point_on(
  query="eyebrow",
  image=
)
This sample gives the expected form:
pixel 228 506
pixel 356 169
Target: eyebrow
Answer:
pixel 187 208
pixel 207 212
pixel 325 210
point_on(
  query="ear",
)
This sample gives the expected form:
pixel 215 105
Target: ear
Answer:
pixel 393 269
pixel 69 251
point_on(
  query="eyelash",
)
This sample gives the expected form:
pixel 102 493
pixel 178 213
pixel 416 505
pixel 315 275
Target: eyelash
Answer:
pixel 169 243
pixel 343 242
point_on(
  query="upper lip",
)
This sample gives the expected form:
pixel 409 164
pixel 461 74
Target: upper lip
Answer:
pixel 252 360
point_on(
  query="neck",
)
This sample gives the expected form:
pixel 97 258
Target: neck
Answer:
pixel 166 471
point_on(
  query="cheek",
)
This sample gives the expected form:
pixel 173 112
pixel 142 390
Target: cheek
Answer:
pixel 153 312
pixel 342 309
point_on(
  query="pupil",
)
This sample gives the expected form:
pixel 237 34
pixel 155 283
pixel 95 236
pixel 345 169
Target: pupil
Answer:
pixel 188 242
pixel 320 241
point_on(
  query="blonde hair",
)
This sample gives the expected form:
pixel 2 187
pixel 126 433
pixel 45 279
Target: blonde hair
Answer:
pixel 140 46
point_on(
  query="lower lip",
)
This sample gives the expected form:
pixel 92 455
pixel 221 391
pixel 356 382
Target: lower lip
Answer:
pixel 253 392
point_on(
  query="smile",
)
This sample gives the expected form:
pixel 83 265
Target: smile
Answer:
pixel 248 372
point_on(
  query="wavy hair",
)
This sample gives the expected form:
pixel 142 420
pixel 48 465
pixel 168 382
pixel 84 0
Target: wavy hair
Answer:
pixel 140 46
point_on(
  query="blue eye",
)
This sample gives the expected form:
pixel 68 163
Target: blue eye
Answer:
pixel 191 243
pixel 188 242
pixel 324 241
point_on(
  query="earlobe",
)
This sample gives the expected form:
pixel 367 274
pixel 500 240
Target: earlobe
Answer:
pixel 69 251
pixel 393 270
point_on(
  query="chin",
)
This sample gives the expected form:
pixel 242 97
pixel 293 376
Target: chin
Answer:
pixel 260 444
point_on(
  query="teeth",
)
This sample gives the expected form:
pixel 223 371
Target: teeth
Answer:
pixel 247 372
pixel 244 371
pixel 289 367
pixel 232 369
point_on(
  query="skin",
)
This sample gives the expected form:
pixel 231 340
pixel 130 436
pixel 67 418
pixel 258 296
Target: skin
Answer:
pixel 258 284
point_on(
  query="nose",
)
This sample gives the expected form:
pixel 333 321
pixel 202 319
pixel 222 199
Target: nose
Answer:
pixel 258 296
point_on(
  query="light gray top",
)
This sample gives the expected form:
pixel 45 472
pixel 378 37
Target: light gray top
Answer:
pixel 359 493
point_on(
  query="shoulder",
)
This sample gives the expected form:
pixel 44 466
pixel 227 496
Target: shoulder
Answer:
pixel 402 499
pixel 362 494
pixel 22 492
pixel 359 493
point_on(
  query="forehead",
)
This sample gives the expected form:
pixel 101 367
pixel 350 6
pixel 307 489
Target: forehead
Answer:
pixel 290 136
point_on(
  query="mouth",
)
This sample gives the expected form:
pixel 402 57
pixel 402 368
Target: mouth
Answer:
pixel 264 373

### STATED EXERCISE:
Which lines of the records above contain the word "light"? List each of those lines in full.

### TASK ANSWER:
  query="light gray top",
Target: light gray top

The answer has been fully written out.